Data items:
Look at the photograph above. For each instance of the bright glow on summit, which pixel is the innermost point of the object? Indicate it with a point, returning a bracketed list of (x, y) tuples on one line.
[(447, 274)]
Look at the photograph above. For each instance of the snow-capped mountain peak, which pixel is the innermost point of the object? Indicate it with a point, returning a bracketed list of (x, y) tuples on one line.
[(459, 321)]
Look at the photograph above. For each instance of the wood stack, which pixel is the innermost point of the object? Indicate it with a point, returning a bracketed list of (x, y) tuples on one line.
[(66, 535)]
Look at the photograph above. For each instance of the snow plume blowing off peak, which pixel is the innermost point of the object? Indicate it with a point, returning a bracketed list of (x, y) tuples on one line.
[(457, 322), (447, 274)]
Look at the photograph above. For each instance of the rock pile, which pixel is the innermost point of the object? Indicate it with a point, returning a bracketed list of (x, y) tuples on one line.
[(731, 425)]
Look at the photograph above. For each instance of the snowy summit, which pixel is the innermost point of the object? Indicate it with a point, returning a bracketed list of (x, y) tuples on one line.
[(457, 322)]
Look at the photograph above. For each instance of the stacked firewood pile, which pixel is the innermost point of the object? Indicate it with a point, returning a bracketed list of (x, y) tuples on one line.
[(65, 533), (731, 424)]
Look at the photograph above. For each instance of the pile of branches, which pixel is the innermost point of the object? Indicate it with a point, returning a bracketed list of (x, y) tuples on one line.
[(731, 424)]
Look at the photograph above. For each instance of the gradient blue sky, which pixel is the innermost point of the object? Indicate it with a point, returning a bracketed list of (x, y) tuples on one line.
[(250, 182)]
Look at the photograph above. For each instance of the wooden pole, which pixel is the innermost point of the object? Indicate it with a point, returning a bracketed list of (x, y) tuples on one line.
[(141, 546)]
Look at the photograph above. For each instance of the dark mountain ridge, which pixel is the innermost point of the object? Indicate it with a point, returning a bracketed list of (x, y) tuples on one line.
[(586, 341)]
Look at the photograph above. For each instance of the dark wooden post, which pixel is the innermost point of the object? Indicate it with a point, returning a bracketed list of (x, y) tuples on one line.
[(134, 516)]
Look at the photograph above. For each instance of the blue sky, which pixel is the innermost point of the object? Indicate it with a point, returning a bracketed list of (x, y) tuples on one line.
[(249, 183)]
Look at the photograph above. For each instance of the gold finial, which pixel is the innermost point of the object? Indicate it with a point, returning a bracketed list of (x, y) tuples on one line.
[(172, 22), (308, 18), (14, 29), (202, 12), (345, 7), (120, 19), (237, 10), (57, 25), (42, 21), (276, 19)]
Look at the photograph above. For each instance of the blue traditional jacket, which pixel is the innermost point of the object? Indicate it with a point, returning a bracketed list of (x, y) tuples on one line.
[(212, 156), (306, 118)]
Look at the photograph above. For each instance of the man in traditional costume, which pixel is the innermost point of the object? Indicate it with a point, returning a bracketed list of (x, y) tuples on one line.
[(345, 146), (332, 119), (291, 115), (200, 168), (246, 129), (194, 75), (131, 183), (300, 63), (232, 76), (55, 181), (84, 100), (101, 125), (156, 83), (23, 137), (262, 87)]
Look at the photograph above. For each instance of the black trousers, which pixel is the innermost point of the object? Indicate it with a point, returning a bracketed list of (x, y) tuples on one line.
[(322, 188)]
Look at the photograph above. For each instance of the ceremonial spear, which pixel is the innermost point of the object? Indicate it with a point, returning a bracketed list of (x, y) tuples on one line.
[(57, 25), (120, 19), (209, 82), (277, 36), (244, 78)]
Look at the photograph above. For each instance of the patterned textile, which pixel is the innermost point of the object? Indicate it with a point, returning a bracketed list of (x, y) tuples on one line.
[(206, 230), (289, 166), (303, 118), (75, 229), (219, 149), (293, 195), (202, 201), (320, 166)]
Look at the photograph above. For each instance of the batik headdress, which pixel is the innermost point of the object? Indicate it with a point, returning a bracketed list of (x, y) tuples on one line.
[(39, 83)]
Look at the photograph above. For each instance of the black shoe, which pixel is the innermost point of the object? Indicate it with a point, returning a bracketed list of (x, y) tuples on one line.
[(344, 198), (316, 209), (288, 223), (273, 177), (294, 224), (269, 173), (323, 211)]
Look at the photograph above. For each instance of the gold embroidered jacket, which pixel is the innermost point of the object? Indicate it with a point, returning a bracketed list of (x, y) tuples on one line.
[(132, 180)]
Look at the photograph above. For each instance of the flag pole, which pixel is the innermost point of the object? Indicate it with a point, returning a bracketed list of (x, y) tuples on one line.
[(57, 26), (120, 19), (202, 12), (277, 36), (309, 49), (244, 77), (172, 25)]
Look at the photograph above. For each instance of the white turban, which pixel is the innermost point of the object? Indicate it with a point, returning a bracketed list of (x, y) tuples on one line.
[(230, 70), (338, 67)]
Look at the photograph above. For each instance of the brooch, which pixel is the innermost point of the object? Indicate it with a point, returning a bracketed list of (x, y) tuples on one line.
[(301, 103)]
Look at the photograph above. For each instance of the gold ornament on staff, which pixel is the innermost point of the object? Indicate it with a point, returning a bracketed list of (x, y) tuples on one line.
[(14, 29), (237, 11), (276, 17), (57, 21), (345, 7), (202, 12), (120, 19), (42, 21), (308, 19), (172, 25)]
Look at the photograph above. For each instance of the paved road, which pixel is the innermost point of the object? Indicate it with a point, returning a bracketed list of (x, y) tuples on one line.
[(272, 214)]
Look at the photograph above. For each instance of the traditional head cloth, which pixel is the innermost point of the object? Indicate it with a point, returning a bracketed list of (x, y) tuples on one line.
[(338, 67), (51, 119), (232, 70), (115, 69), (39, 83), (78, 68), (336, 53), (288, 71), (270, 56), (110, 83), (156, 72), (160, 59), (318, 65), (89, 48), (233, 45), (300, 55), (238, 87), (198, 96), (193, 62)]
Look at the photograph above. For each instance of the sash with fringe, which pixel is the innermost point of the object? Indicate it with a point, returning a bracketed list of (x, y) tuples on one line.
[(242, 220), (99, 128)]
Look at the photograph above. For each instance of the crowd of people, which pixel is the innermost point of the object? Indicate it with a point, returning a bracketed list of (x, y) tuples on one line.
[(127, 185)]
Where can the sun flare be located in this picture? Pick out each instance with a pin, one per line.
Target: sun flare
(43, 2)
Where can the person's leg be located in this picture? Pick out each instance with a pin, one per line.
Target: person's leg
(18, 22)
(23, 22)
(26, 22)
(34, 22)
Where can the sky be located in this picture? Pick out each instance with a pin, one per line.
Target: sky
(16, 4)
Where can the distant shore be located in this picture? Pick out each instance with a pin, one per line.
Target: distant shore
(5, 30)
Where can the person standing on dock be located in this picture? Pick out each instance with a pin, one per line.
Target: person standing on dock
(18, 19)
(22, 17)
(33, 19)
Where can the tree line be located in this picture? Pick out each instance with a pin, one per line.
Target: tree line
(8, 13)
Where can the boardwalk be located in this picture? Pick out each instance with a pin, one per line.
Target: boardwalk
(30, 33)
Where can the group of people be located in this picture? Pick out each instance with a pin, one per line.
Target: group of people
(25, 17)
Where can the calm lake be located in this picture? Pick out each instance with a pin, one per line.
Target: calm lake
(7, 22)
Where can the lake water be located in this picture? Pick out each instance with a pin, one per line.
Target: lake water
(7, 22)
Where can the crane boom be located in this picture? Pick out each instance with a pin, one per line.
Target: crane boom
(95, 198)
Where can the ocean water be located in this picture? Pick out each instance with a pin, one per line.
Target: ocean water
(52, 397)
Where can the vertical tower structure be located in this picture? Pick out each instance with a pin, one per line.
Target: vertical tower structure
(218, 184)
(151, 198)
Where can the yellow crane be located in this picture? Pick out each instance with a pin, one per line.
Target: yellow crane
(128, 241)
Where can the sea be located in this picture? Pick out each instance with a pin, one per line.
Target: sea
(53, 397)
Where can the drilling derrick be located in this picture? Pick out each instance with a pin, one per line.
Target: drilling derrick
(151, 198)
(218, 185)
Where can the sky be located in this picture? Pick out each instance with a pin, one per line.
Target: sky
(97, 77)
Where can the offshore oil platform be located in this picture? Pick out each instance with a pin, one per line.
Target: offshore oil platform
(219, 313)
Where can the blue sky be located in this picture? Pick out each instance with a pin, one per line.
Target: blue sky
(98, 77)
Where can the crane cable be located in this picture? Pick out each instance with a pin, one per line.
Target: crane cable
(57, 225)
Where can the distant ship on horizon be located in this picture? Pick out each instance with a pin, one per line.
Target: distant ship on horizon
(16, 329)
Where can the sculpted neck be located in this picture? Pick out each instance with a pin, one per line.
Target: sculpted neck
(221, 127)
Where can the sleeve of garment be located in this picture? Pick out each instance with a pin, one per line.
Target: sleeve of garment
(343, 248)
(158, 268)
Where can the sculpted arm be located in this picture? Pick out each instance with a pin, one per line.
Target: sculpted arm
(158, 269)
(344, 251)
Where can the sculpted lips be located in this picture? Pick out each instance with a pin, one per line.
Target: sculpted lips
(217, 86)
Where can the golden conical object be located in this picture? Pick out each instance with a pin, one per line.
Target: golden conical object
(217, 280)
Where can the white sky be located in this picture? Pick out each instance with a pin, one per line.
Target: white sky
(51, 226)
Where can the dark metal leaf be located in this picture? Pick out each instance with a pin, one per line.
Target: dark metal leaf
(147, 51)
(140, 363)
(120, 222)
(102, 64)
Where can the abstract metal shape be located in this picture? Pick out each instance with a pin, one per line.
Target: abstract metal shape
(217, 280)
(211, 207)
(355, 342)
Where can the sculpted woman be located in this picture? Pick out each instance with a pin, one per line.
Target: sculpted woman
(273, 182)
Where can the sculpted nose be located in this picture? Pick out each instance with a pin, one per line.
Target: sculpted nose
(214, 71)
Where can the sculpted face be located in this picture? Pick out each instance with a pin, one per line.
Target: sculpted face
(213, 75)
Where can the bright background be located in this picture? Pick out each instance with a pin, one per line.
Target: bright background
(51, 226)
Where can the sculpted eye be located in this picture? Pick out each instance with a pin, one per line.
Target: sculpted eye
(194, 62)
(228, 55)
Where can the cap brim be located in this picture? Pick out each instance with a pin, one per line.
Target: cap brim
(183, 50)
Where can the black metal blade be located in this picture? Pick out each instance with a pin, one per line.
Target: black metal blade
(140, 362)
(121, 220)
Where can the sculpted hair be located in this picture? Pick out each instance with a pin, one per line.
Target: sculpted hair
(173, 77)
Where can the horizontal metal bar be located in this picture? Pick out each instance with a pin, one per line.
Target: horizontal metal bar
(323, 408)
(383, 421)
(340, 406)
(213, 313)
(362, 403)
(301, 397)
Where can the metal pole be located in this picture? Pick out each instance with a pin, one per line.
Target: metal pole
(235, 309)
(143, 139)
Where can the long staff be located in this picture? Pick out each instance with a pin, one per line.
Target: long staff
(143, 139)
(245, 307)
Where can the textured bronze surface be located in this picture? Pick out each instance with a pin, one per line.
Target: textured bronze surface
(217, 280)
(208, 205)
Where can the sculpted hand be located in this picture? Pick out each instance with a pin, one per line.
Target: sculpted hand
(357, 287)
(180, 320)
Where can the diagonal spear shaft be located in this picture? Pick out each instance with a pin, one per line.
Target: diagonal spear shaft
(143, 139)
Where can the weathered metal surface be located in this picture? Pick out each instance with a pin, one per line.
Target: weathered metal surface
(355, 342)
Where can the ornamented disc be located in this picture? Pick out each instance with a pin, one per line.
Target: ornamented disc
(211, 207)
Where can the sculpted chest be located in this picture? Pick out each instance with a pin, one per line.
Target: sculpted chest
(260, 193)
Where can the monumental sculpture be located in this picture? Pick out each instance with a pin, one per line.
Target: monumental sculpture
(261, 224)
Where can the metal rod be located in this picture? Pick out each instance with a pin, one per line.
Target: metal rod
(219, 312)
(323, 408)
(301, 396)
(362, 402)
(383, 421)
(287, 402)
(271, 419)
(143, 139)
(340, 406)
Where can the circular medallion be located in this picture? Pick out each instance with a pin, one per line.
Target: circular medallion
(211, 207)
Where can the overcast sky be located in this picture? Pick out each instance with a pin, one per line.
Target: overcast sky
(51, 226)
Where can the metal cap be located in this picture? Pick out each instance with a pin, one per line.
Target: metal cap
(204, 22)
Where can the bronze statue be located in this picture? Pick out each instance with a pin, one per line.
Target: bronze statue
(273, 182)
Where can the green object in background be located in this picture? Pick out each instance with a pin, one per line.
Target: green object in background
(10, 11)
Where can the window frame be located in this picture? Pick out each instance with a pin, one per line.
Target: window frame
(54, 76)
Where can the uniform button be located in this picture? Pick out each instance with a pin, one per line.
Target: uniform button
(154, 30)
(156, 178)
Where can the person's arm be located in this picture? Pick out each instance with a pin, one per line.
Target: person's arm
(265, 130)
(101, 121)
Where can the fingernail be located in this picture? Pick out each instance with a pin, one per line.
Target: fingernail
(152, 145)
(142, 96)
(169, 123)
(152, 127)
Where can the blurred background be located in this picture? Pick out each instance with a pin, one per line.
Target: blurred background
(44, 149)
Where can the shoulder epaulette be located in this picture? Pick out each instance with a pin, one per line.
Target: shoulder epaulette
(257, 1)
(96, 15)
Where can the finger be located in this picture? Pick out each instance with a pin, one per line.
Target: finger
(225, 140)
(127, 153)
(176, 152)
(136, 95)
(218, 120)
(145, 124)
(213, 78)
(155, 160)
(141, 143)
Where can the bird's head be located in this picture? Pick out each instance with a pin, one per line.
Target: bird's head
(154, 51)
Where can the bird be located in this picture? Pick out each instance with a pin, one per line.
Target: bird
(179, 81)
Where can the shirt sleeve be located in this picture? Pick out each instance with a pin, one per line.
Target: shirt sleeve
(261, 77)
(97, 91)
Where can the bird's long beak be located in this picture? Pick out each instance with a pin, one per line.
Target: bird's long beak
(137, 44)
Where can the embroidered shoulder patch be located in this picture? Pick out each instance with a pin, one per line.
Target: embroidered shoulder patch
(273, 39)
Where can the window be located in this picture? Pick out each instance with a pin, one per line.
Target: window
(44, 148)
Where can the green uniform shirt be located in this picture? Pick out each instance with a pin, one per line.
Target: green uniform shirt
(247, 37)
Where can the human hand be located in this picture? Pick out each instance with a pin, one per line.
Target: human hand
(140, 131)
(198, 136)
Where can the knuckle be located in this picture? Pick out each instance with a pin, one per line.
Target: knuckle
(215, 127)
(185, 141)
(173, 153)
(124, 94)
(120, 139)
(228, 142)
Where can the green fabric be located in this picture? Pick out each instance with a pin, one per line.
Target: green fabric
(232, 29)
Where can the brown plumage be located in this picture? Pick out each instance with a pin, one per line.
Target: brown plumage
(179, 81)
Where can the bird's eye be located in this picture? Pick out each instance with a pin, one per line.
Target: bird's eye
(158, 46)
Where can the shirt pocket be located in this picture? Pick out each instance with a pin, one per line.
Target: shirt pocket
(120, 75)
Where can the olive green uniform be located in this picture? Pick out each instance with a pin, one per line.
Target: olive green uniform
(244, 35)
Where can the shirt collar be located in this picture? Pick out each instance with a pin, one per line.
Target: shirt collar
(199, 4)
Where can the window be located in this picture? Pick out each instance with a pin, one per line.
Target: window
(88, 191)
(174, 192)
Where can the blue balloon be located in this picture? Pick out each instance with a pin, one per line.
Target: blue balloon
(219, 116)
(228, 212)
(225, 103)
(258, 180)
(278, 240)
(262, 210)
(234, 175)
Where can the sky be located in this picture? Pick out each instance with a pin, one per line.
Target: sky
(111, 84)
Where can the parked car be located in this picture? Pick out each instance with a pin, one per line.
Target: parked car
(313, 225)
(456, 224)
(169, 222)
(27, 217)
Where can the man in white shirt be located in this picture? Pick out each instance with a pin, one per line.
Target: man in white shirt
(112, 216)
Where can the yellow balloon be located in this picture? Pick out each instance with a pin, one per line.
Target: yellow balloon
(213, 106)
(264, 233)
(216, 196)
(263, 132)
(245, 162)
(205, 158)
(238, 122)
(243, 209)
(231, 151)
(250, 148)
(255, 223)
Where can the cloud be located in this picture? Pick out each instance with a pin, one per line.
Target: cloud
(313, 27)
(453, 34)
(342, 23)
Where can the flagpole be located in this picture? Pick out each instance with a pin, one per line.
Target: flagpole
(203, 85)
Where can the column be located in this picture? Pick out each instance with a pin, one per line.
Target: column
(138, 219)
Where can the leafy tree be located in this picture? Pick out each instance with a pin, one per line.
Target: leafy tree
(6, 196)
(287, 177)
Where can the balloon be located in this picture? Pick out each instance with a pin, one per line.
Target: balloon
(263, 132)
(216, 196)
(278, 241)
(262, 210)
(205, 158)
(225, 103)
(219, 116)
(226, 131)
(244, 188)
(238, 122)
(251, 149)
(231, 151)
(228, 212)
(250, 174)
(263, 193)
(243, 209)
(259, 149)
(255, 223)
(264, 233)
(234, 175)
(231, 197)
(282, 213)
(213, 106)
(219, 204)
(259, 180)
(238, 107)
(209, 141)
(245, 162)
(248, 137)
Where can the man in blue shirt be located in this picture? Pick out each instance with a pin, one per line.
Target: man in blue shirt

WHAT TO PRODUCE:
From the data above, return every line from the line that has "Target: abstract metal shape" up to and including the line that has "Where can the horizontal", exactly.

REPLY:
Target: abstract metal shape
(217, 280)
(211, 207)
(355, 342)
Where can the sculpted woman be located in this picture? Pick out each instance with a pin, one per line.
Target: sculpted woman
(273, 182)
Where can the sculpted nose be located in this picture? Pick out each instance with a pin, one per line.
Target: sculpted nose
(214, 71)
Where can the sculpted face be located in this picture? Pick out each instance with a pin, one per line.
Target: sculpted face
(213, 75)
Where can the bright background be located in this picture? Pick out each instance with a pin, one per line.
Target: bright background
(51, 226)
Where can the sculpted eye be located in this picture? Pick out each instance with a pin, one per line.
Target: sculpted eye
(194, 62)
(228, 55)
Where can the cap brim be located in this picture? Pick out each instance with a pin, one per line.
Target: cap brim
(183, 50)
Where can the black metal blade be located in this picture? Pick out each instance with a pin, one per line.
Target: black metal blade
(140, 362)
(121, 220)
Where can the sculpted hair be located in this picture? Pick out each instance with a pin, one per line.
Target: sculpted hair
(173, 77)
Where can the horizontal metal bar be located in this picture? Pick out each instance with a pin, one per line.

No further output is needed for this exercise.